(Filas de identificación de posiciones)
_ _ _
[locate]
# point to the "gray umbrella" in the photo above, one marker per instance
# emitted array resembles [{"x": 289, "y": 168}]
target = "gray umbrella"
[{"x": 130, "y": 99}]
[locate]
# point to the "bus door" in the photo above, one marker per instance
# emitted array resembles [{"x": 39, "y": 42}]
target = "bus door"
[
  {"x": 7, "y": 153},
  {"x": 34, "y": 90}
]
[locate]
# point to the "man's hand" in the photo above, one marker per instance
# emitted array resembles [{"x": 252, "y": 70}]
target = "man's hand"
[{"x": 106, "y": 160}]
_ _ _
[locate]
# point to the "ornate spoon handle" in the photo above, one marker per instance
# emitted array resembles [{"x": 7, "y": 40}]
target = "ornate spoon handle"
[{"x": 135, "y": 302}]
_ _ _
¿Cuántas líneas de las filas de arriba contienen la cadena "door"? Cuéntalas y responde solo con el número.

* **Problema resuelto**
2